[RECORDS FOR THIS TASK — start]
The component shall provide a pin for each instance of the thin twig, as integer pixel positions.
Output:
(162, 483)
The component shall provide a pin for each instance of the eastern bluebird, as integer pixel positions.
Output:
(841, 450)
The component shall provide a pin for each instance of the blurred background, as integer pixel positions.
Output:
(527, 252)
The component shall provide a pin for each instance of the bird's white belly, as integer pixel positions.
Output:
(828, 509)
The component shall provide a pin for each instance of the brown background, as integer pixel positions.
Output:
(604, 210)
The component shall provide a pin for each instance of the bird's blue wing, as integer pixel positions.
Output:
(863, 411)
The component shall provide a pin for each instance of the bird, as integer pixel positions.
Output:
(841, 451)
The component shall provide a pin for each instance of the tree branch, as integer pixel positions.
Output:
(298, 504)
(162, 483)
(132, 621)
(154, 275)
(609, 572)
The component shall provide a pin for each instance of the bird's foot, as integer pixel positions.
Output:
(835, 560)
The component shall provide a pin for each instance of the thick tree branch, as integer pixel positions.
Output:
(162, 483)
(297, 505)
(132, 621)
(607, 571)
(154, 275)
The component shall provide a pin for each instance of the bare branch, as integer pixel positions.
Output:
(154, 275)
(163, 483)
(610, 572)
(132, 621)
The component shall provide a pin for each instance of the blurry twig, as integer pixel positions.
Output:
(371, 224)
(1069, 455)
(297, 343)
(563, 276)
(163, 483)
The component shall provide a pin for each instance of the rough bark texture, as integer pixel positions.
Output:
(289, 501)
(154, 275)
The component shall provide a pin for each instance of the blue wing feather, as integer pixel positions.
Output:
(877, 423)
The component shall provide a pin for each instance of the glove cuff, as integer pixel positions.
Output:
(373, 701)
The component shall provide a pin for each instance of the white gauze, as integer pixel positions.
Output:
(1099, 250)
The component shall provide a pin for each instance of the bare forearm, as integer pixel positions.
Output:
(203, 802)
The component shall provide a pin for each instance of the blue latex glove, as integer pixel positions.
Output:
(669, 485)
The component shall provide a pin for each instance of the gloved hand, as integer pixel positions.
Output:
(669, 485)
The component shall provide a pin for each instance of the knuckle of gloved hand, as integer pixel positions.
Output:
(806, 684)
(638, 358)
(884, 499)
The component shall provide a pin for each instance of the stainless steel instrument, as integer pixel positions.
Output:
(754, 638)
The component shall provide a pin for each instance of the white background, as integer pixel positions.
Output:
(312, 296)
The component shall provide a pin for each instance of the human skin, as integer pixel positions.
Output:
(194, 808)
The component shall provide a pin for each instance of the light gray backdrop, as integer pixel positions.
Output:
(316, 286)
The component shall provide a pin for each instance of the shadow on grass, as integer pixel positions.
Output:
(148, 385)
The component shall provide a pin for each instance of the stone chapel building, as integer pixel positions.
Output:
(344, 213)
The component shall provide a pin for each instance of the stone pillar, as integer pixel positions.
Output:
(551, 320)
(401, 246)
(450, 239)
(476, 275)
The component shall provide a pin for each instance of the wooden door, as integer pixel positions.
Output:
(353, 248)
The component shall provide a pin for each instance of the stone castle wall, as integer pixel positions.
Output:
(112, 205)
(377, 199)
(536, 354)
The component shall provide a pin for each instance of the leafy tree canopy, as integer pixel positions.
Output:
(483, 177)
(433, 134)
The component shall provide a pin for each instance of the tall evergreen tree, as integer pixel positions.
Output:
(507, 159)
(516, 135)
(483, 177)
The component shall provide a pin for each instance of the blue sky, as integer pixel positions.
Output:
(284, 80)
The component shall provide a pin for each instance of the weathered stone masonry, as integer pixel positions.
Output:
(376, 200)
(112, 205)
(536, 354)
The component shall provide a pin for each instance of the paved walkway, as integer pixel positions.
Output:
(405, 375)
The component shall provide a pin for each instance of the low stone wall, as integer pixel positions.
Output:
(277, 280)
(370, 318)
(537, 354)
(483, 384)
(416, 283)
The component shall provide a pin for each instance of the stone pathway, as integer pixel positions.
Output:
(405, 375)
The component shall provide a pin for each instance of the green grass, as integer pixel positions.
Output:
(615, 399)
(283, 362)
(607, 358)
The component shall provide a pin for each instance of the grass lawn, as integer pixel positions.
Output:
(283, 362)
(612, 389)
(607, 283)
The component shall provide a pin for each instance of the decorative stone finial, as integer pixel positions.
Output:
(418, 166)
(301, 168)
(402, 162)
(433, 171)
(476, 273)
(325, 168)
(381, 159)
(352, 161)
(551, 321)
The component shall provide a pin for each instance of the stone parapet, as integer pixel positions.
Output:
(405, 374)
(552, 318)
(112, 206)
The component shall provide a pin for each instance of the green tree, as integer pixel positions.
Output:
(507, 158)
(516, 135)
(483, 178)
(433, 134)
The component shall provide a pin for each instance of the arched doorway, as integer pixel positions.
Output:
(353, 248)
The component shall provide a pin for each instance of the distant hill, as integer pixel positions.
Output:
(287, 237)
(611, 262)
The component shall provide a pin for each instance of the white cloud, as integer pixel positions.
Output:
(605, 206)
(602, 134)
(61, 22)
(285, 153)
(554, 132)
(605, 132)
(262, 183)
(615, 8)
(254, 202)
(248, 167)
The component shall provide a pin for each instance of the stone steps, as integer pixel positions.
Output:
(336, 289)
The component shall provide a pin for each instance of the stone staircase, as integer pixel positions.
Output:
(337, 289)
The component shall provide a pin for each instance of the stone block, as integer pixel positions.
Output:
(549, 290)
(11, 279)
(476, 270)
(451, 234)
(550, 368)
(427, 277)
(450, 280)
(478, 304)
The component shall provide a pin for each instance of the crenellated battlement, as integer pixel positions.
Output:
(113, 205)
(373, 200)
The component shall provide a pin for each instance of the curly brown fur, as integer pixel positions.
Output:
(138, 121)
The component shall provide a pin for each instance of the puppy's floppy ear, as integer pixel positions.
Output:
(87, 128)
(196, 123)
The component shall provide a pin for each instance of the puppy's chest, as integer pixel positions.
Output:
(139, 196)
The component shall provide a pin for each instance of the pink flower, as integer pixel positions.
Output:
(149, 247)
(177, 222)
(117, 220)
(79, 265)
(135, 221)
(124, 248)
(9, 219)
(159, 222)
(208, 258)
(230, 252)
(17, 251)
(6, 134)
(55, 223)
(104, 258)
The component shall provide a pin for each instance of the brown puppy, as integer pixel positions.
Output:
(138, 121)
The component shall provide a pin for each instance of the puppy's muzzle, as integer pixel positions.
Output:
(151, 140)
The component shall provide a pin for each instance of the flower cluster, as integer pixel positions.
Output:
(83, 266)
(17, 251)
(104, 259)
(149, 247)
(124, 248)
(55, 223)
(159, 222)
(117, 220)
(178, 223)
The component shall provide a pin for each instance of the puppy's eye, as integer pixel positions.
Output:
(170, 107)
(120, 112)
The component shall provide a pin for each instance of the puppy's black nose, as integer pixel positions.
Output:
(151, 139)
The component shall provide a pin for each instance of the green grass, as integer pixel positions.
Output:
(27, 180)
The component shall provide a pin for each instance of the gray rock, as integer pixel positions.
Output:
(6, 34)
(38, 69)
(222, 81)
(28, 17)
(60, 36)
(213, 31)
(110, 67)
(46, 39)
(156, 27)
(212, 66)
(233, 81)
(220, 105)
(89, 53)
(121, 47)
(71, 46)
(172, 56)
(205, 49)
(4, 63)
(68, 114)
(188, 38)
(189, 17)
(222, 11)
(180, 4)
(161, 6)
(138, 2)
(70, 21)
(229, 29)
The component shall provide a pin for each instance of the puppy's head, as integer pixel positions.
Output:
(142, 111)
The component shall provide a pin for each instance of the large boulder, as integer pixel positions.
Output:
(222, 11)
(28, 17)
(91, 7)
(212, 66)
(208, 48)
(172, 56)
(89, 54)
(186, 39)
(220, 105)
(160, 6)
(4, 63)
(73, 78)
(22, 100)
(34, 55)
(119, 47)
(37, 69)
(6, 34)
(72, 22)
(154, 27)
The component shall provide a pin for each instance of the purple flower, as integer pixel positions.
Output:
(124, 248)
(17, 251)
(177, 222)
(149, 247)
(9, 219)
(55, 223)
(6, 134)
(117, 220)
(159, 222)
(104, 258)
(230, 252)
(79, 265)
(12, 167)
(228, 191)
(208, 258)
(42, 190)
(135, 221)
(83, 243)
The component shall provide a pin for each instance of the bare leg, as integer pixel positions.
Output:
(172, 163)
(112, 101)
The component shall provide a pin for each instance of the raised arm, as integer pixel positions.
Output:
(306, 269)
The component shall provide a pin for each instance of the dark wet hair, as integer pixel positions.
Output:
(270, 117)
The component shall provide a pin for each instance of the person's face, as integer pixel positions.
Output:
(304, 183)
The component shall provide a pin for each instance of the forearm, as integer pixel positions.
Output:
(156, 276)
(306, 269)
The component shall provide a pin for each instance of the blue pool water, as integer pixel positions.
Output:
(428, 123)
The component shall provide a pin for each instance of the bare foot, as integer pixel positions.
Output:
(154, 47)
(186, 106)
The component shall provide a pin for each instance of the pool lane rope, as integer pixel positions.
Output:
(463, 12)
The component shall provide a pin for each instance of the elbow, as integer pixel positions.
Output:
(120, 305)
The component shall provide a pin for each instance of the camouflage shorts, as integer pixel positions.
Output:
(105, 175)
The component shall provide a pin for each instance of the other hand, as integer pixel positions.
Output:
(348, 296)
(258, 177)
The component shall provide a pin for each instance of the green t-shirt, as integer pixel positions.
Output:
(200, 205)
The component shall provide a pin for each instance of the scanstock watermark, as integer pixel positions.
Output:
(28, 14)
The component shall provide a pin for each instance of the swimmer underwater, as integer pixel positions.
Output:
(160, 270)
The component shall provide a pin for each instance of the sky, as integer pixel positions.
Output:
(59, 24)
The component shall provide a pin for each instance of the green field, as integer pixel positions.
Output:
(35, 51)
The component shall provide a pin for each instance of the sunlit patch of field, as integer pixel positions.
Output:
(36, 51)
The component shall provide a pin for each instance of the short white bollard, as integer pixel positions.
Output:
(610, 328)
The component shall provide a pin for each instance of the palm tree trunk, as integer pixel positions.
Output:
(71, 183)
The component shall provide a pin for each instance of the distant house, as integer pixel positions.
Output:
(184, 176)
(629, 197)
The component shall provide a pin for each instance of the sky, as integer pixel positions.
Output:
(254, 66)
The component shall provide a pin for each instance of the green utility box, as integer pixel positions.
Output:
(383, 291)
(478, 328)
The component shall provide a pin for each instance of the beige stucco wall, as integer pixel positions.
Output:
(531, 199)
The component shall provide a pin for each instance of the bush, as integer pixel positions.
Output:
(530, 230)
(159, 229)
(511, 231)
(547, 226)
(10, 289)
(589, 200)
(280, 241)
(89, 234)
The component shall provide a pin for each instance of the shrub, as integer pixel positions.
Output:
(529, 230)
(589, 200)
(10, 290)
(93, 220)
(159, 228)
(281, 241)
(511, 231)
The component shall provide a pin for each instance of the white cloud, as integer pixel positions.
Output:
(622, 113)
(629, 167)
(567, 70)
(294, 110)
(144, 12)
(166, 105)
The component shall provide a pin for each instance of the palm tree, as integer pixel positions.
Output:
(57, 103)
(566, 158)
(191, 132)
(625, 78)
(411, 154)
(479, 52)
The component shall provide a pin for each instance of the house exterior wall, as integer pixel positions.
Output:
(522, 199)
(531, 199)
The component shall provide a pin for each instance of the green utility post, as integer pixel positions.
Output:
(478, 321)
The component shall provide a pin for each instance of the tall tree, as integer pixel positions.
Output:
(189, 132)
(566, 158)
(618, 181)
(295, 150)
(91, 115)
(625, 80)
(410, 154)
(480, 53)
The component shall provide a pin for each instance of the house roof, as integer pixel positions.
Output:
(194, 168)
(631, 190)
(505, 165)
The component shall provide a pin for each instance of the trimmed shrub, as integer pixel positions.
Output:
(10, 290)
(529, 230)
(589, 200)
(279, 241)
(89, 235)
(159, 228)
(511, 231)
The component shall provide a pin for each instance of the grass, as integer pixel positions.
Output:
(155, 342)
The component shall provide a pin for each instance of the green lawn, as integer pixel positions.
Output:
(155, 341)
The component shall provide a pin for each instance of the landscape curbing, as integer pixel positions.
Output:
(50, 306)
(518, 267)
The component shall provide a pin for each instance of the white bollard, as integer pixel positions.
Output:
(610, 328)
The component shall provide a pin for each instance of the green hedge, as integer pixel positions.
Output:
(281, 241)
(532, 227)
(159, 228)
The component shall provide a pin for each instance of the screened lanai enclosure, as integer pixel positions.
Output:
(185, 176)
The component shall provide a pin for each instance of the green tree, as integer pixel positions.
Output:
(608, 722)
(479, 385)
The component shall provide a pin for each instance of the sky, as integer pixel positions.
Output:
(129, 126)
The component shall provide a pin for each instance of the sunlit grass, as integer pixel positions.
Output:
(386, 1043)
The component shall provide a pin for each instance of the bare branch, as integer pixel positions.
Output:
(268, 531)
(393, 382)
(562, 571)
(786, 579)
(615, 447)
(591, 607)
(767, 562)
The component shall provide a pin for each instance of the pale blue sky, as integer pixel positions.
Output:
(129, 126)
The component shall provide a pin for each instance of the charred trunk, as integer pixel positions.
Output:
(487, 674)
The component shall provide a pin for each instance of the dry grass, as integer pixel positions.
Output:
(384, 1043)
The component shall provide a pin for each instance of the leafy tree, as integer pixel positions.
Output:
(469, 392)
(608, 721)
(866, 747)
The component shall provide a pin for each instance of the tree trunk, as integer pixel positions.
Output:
[RECORDS FOR THIS TASK — finish]
### [TO DO]
What is needed is each line from the records with the word "hand" in it.

### [RESULT FOR THIS EXERCISE]
The component shall provide a pin for each instance of the gloved hand, as integer pixel positions.
The component shall provide a pin for each instance of the knuckle of gloved hand, as integer pixel positions.
The component shall provide a pin for each instance of the other hand, as integer pixel positions.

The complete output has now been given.